- [Description of the task]
Copy out every line of the listing below word for word.
[start Input material]
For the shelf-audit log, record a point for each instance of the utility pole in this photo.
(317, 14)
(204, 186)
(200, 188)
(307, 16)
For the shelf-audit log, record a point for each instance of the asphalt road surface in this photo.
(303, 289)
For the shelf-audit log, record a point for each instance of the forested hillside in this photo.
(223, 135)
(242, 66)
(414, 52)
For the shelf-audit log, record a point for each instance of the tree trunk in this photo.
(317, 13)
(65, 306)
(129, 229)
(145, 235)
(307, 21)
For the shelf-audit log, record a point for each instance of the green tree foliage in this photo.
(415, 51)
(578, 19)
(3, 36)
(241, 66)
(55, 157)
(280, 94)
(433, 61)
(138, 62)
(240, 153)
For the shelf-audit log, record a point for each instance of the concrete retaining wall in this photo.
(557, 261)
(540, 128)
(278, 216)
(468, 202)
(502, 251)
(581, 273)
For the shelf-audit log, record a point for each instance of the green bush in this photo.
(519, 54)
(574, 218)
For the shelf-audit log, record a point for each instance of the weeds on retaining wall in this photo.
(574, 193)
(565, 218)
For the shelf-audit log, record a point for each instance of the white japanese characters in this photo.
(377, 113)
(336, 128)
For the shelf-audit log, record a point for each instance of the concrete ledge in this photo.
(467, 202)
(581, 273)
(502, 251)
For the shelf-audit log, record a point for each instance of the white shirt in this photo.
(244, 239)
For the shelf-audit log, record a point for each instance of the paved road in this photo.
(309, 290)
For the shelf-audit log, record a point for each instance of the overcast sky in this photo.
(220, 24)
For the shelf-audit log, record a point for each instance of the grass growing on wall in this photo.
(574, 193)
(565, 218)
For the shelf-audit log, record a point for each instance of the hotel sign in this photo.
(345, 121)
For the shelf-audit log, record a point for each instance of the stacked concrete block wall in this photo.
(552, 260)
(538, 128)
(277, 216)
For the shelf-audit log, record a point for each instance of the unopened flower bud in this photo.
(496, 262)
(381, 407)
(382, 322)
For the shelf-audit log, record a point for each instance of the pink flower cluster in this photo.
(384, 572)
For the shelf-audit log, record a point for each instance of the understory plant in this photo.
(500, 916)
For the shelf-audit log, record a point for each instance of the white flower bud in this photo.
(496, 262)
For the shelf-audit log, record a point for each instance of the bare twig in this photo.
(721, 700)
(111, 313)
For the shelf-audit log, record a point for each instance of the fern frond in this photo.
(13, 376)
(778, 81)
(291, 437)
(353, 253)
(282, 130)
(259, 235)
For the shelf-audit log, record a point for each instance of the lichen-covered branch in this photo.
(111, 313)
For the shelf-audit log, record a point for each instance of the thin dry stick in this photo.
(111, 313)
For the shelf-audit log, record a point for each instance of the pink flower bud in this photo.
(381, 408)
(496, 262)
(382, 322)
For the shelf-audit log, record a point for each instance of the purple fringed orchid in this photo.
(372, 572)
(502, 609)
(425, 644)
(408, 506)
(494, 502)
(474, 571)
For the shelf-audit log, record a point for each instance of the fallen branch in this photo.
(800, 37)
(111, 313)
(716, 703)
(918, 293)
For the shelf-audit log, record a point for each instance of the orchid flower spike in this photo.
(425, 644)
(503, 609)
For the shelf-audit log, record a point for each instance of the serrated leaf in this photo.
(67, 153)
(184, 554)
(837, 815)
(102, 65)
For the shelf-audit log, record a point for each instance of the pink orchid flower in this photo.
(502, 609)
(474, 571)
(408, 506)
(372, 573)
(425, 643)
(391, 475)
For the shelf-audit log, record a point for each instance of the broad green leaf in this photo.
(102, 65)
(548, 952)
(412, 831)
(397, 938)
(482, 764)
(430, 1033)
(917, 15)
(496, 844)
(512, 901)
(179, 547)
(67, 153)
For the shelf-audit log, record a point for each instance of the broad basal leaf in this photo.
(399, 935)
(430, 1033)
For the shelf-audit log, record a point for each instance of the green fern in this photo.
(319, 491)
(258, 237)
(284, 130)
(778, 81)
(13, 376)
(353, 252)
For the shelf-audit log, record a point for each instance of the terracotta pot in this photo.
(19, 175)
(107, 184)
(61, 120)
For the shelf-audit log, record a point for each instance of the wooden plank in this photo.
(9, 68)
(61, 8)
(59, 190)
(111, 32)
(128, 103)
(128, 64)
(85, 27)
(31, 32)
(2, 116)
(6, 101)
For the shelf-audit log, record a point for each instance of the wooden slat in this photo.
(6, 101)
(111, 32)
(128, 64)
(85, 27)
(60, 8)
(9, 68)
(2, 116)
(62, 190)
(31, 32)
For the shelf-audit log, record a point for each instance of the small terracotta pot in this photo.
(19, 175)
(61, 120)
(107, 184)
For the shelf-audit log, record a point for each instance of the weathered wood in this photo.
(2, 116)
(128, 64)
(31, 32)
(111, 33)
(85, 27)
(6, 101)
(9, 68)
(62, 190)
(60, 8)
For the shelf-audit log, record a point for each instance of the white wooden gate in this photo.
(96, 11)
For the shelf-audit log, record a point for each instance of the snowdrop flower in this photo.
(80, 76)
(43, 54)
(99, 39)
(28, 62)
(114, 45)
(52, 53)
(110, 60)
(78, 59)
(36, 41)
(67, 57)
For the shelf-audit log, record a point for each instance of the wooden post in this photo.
[end Input material]
- [Exercise solution]
For the shelf-audit log, record a point for each instance of the utility pole in this photo.
(317, 14)
(204, 186)
(200, 188)
(307, 16)
For the shelf-audit log, record a point for each instance of the asphalt road surface in this photo.
(303, 289)
For the shelf-audit log, record a point for each instance of the forested hillside in this photo.
(223, 135)
(242, 66)
(414, 52)
For the shelf-audit log, record a point for each instance of the tree trunk in this photo.
(317, 13)
(65, 306)
(129, 229)
(145, 235)
(307, 21)
For the shelf-audit log, record a point for each instance of the green tree foliage in this photo.
(415, 51)
(578, 19)
(3, 36)
(241, 66)
(55, 157)
(280, 94)
(433, 61)
(138, 62)
(240, 153)
For the shelf-audit log, record a point for each instance of the concrete retaining wall in this photo.
(557, 261)
(540, 128)
(278, 216)
(468, 202)
(502, 251)
(581, 273)
For the shelf-audit log, record a point for each instance of the green bush in this photo.
(519, 54)
(574, 218)
For the shelf-audit log, record a point for each instance of the weeds on retaining wall in this photo.
(574, 193)
(565, 218)
For the shelf-audit log, record a point for each instance of the white japanese characters in this photo.
(377, 113)
(336, 128)
For the shelf-audit log, record a point for each instance of the concrete ledge in this photo.
(467, 202)
(581, 273)
(502, 251)
For the shelf-audit log, record a point for each instance of the white shirt in this photo.
(244, 239)
For the shelf-audit log, record a point for each instance of the paved road in this photo.
(309, 290)
For the shelf-audit log, record a point for each instance of the overcast sky in this photo.
(220, 24)
For the shelf-audit log, record a point for each instance of the grass growing on wall in this photo.
(574, 193)
(565, 218)
For the shelf-audit log, record a point for each instance of the hotel sign in this photo.
(345, 121)
For the shelf-audit log, record a point for each instance of the stacked concrete block wall in this photo.
(552, 260)
(538, 128)
(277, 216)
For the shelf-audit log, record a point for each instance of the unopened flower bud in this photo.
(496, 262)
(381, 407)
(382, 322)
For the shelf-audit log, record a point for each instance of the pink flower cluster in this photo.
(384, 572)
For the shelf-audit log, record a point for each instance of the understory plant in this photo.
(500, 916)
For the shelf-audit log, record a point for each instance of the white flower bud in this photo.
(496, 262)
For the shelf-audit log, record a point for each instance of the bare twig in this photo.
(721, 700)
(111, 313)
For the shelf-audit log, record a point for each instance of the fern frond in this photo.
(13, 376)
(778, 81)
(291, 437)
(353, 253)
(282, 130)
(259, 235)
For the shelf-audit log, record a point for each instance of the lichen-covered branch in this photo.
(111, 313)
For the shelf-audit log, record a point for each instance of the thin dry stick in this photo.
(111, 313)
For the shelf-audit log, record a point for each instance of the pink flower bud in this photo.
(381, 408)
(496, 262)
(382, 322)
For the shelf-audit log, record a point for each instance of the purple fringed orchid in this photo.
(372, 572)
(502, 609)
(425, 644)
(408, 506)
(494, 502)
(474, 571)
For the shelf-audit log, record a point for each instance of the fallen branch in this photo.
(800, 37)
(111, 313)
(716, 703)
(918, 293)
For the shelf-audit log, record a point for each instance of the orchid flower spike in this photo.
(425, 644)
(503, 609)
For the shelf-audit log, record a point for each instance of the serrated leaf in this photo.
(67, 153)
(184, 554)
(837, 815)
(102, 65)
For the shelf-audit log, record a point for each instance of the pink orchid flower in this photo.
(502, 609)
(474, 571)
(408, 506)
(372, 573)
(425, 643)
(391, 475)
For the shelf-audit log, record a point for each instance of the broad green leaf in this photo.
(102, 65)
(548, 952)
(412, 831)
(397, 938)
(482, 764)
(430, 1033)
(917, 15)
(496, 844)
(512, 901)
(179, 547)
(67, 153)
For the shelf-audit log, record a point for each instance of the broad basal leaf in this photo.
(399, 935)
(430, 1033)
For the shelf-audit log, record a point for each instance of the green fern in this photo.
(319, 491)
(258, 237)
(284, 130)
(778, 81)
(13, 376)
(353, 252)
For the shelf-audit log, record a point for each instance of the terracotta pot in this photo.
(19, 175)
(107, 184)
(61, 120)
For the shelf-audit log, record a point for each instance of the wooden plank in this photo.
(9, 68)
(61, 8)
(59, 190)
(111, 32)
(128, 103)
(128, 64)
(85, 27)
(31, 32)
(2, 116)
(6, 101)
For the shelf-audit log, record a point for each instance of the wooden slat in this photo.
(6, 101)
(111, 32)
(128, 64)
(85, 27)
(60, 8)
(9, 68)
(2, 116)
(62, 190)
(31, 32)
For the shelf-audit log, record a point for each instance of the small terracotta pot in this photo.
(19, 175)
(61, 120)
(107, 184)
For the shelf-audit log, record a point for each instance of the weathered wood in this photo.
(2, 116)
(128, 64)
(31, 32)
(111, 33)
(85, 27)
(6, 101)
(9, 68)
(62, 190)
(60, 8)
For the shelf-audit log, record a point for each instance of the white wooden gate in this photo.
(96, 11)
For the shelf-audit log, record a point for each instance of the snowdrop flower in this photo.
(80, 76)
(43, 54)
(99, 39)
(28, 62)
(114, 45)
(52, 53)
(110, 60)
(78, 59)
(36, 41)
(67, 57)
For the shelf-audit log, record a point for each instance of the wooden post in this photo.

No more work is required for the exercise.